WHAT TO PRODUCE:
Using the records below, transcribe word for word the stretch from the line that contains "If you could tag each instance of the long" through the line that contains "If you could tag each instance of the wavy", both end lines included, and nothing else.

DATA EXCERPTS:
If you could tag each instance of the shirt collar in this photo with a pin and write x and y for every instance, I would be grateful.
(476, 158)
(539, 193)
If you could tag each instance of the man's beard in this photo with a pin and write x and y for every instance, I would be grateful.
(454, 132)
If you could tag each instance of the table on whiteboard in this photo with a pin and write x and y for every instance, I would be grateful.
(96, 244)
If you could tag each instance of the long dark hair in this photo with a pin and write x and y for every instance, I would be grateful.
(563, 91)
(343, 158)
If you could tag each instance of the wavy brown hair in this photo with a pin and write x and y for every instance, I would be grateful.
* * *
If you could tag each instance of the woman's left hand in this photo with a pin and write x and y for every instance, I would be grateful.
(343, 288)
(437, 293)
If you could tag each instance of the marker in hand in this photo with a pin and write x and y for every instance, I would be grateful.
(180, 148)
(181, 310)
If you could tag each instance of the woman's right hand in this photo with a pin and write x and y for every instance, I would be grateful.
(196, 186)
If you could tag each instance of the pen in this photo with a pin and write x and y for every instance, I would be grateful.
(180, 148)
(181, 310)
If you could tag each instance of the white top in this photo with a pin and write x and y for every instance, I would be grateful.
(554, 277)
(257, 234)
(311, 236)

REPLY TO THE EXERCISE:
If you could tag each instance of the long dark hair in this photo with a pin and write x and y for every instance, I would be grateful.
(563, 91)
(343, 158)
If you could tag each instance of the wavy brown hair in this photo with a pin and write x and y for every instance, I would be grateful.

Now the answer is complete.